***** PROVIDED TEXT *****
How blinkered, how restricted, that view seems nowadays. It is a mark of just how much attitudes have changed in the past 75 years, that it is now a view that seems curious, certainly unappreciative, perhaps even wilfully ignorant. Forest and Bird can take credit for a significant share of that change in outlook, and it is one of the Society's greatest overall achievements.

But as well as this overall philosophical shift, the Society has also achieved much else. Any detailed enumeration would take most of this evening. Yet without going into exhaustive detail, some successes of the past can be acknowledged simply by way of example: Waipoua; Manapouri; Tiritiri Matangi; even Kapiti, really; these are just a few of the names on the Society's environmental honour roll. Another great and continuing success, even though many might overlook it, is the establishment and the fostering of the Kiwi Conservation Corps, the Society's "school" for future conservationists.

So, New Zealand attitudes have changed greatly during the Society's 75-year lifetime. Yet we are always likely to mislead ourselves, whenever we attempt to judge the actions of yesteryear by strictly contemporary standards. As was acknowledged in "The State of New Zealand's Environment," a comprehensive and well-researched report published by the Ministry for the Environment last year:

"In the short time that humans have been in New Zealand, we have dramatically changed the environment through such activities as harvesting, deforestation, wetland drainage, the introduction of pests and weeds[, and the generation of pollution.] "

But, the report continues:

"It has to be said at the outset that much of this had to happen. Humans simply could not have survived here without making changes. Most of the indigenous plants were of limited use for food or fibre and most of the large edible animals were too slow breeding to be sustainably harvested. It is a tribute to the ingenuity and tenacity of classical Maori society that people survived here at all, and it is a tribute to the European settlers who came later that a prosperous and stable economy was built in such an apparently hostile environment. Today's New Zealand stands largely on the achievements of those vanished generations."

I believe that these sentences contain what are sometimes referred to as "reality checks"; statements that force any reader to examine his or her contemporary perspective on things, so as to avoid the assumption that what is considered right and/or wrong these days, has always and in all ways, been so. I believe we can judge the past only by the knowledge and perceptions of the past.
***** EXERCISE INPUT *****
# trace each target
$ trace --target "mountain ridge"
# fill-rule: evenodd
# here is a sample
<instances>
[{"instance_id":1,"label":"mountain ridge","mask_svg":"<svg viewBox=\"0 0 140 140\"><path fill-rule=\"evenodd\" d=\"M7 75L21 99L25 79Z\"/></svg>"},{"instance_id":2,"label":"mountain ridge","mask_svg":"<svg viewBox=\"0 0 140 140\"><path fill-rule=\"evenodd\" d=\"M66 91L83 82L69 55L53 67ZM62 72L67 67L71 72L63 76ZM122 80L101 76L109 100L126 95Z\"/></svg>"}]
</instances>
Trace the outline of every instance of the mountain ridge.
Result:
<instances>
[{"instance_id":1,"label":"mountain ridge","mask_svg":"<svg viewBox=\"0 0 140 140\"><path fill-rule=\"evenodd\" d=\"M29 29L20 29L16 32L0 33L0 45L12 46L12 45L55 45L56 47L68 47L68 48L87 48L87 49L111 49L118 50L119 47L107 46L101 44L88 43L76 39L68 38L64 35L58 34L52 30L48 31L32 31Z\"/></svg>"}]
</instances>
*****
EXERCISE 1 » Lay out every line of the outline labeling entries as a Markdown table with the columns Row and Line, leaving out blank lines.
EXERCISE 2 » Carry on the passage about the Forest and Bird Society from its last sentence.

EXERCISE RESPONSE 1 »
| Row | Line |
|---|---|
| 1 | # trace each target |
| 2 | $ trace --target "mountain ridge" |
| 3 | # fill-rule: evenodd |
| 4 | # here is a sample |
| 5 | <instances> |
| 6 | [{"instance_id":1,"label":"mountain ridge","mask_svg":"<svg viewBox=\"0 0 140 140\"><path fill-rule=\"evenodd\" d=\"M7 75L21 99L25 79Z\"/></svg>"},{"instance_id":2,"label":"mountain ridge","mask_svg":"<svg viewBox=\"0 0 140 140\"><path fill-rule=\"evenodd\" d=\"M66 91L83 82L69 55L53 67ZM62 72L67 67L71 72L63 76ZM122 80L101 76L109 100L126 95Z\"/></svg>"}] |
| 7 | </instances> |
| 8 | Trace the outline of every instance of the mountain ridge. |
| 9 | Result: |
| 10 | <instances> |
| 11 | [{"instance_id":1,"label":"mountain ridge","mask_svg":"<svg viewBox=\"0 0 140 140\"><path fill-rule=\"evenodd\" d=\"M29 29L20 29L16 32L0 33L0 45L12 46L12 45L55 45L56 47L68 47L68 48L87 48L87 49L111 49L118 50L119 47L107 46L101 44L88 43L76 39L68 38L64 35L58 34L52 30L48 31L32 31Z\"/></svg>"}] |
| 12 | </instances> |

EXERCISE RESPONSE 2 »
Later in the State of the Environment report, however, there are other passages that are particularly significant in any consideration of the topic of native flora and fauna:

"By the time Europeans arrived, the forests had been reduced from about 85 percent of the land area to 53 percent, and the tussock grassland had expanded from about 5 percent to almost 30 percent. The new settlers triggered a new wave of deforestation. Within barely 100 years, the forests had been further reduced to 23 percent of the land area while the grassland had expanded to just over 50 percent. Today, New Zealand has ten times more grassland than it once had, and only a quarter of its original forests."

Less than 10 percent [of surviving indigenous forest] is in low-lying areas Kauri forests were reduced from a pre-European area of around 1.5 million hectares to just 7,000 hectares of mature forest (a 99.5 percent reduction) The lowland podocarp forests were reduced by about 85 percent."

This, I believe, is a proportionally-greater clearance of pre-human habitation vegetation than has occurred anywhere else in the world.

Yet just enumerating the brutal changes cannot convey the true scale of the alterations here: to really understand how profoundly this land has been changed, it might, perhaps, be useful to visualise, even in the barest of outlines, New Zealand as once it was, about a thousand years ago. Were any of us able to walk around, to experience once more, this land as it was at the turn of the last millennium, what a novel place, surely, it would seem. Apart from such prominent features as lakes, harbours, mountains and rivers, it's probable that we would find ourselves in surroundings that we simply did not recognise - the sights would be different, the sounds would be different, the smells would be different: with the extra forest cover, in some areas even the weather would be unfamiliar.

Standing in that ancient landscape, we would be surrounded by dense, dense forest, so thick that distant views would be rare; we would be surrounded by growth so prolific that our movement would very often be obstructed or even prevented; we would be inside a forest so primeval that we might not even like the experience particularly much.

However, at each dawn, we'd be nearly deafened by massed choirs of waking birds. From time to time, we would see a few or many of that most elephantine of birds, the moa, or other species, like harpogornis, this country's ancient giant eagle. (Actually, for harpogornis, with its three metre wingspan and its lethal talons, an intermittent view would surely be preferable to constant acquaintance.)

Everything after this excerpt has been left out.